Given entries Start Marker
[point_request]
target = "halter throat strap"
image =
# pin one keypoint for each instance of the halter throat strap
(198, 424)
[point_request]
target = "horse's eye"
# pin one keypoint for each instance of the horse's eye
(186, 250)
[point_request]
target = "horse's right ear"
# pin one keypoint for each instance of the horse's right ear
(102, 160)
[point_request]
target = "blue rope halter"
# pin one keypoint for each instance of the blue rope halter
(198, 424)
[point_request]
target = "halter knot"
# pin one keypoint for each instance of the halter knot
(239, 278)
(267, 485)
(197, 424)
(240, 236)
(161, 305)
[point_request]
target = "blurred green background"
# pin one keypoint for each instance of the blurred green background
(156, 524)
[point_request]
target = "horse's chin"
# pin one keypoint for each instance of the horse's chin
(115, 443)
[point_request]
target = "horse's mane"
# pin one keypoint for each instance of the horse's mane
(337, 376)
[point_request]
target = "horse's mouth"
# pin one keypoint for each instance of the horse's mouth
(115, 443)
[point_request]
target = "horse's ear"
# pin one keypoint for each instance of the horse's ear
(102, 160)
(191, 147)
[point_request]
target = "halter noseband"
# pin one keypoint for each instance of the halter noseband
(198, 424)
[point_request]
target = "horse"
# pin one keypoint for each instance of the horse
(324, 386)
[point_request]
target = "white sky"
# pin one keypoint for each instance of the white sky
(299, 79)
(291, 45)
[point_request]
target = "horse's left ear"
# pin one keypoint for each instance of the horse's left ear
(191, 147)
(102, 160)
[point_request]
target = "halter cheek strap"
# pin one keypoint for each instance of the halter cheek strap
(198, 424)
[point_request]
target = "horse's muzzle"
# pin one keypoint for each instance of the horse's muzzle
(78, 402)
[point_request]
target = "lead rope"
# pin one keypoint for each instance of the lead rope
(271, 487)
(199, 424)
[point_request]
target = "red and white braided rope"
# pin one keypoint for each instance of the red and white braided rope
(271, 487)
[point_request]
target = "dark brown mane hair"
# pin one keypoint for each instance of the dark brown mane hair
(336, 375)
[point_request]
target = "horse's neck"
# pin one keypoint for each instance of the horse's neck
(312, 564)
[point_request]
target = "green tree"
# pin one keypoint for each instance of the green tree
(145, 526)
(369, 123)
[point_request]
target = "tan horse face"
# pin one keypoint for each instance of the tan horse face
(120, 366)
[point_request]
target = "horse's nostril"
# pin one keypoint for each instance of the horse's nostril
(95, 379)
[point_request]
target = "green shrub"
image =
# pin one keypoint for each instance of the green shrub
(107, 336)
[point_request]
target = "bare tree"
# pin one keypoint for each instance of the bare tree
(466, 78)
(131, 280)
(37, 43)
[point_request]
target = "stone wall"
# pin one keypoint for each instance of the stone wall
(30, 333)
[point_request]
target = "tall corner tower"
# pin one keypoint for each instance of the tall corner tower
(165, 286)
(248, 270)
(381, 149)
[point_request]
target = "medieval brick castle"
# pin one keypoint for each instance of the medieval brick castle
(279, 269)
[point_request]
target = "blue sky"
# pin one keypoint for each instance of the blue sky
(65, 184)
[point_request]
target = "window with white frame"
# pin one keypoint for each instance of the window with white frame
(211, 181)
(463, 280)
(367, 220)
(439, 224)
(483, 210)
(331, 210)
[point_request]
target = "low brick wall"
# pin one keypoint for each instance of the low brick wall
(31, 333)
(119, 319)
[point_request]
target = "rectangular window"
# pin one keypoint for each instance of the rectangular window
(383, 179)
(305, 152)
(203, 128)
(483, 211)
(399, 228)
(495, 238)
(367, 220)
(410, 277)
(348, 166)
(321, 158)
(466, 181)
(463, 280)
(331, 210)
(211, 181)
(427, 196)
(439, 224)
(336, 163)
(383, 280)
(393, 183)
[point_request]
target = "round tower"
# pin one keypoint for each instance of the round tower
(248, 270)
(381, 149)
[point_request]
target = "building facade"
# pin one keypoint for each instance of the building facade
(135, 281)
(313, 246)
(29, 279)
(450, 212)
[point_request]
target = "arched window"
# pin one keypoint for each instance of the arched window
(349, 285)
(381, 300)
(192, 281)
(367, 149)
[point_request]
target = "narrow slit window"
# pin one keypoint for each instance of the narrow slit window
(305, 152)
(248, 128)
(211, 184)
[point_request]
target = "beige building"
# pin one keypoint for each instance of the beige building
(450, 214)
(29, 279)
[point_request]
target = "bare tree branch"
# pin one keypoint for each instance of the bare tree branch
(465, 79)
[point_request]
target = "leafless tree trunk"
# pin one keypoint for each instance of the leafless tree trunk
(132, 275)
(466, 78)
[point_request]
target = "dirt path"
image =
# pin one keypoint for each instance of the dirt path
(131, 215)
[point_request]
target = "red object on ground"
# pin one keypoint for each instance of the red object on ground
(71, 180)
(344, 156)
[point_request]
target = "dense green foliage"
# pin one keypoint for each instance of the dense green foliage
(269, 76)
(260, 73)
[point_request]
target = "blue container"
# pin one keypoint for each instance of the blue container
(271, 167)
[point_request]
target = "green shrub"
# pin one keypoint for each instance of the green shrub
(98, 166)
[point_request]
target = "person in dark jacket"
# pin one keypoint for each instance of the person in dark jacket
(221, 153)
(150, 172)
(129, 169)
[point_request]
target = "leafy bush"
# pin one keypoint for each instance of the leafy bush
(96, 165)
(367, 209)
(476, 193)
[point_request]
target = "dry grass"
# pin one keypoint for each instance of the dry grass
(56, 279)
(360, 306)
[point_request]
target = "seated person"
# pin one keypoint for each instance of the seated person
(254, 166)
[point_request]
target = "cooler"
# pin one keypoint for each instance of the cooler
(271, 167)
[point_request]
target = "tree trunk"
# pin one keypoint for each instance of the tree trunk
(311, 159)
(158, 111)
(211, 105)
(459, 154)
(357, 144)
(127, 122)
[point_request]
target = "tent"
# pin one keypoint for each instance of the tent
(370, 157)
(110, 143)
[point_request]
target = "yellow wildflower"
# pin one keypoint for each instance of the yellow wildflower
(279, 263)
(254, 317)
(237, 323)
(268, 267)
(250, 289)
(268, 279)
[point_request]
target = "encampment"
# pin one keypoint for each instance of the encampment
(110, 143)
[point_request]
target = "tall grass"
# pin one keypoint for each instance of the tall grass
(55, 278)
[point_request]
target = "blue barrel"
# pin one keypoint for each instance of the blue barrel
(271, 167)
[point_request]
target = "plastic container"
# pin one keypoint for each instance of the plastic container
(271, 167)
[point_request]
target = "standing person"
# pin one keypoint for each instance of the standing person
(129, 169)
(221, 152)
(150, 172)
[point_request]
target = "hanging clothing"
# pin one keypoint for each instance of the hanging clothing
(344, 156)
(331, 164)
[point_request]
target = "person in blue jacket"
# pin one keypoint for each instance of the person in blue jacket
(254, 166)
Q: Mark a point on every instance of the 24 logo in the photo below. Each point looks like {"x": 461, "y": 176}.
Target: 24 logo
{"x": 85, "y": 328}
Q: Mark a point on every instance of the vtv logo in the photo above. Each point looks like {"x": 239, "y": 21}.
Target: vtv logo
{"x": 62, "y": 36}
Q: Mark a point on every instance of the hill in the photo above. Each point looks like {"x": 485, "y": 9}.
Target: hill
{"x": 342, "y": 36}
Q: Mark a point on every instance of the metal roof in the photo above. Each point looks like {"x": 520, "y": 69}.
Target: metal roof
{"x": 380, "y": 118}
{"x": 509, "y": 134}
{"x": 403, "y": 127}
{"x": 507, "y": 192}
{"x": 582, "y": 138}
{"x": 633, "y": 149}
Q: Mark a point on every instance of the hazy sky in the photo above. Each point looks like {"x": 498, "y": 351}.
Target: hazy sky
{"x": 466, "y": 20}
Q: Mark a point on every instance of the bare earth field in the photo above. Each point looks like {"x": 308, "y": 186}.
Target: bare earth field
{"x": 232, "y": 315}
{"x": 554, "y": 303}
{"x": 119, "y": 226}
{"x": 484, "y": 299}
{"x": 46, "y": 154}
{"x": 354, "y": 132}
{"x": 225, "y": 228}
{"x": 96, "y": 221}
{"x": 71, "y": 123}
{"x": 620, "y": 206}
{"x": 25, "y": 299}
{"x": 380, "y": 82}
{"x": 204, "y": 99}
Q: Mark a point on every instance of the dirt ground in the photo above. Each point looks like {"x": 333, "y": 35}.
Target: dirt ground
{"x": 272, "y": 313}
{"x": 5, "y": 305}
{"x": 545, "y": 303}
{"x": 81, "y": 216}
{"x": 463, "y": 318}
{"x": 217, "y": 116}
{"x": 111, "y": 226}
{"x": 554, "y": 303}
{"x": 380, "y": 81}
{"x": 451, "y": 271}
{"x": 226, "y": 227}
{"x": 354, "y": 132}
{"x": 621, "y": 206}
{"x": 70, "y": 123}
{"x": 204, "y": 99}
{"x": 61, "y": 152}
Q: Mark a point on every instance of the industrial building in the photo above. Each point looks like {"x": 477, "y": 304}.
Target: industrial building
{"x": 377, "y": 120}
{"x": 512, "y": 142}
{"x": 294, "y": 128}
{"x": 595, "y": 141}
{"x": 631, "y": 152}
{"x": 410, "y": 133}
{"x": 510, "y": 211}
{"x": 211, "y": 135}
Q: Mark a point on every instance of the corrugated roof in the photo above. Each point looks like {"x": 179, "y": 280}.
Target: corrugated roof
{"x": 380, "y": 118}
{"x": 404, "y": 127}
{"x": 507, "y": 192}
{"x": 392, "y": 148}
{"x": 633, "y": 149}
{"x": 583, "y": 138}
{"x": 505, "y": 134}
Given entries End Marker
All lines above from the line with "Q: Mark a point on every instance of the vtv" through the line with "Q: Mark a point on every instance of the hill", both included, are to be set down exactly, with nothing else.

Q: Mark a point on every instance of the vtv logo in the photo above. Each point looks like {"x": 239, "y": 21}.
Target: vtv logo
{"x": 62, "y": 36}
Q: Mark a point on every instance of the hill in the photo above. Each point looks like {"x": 485, "y": 9}.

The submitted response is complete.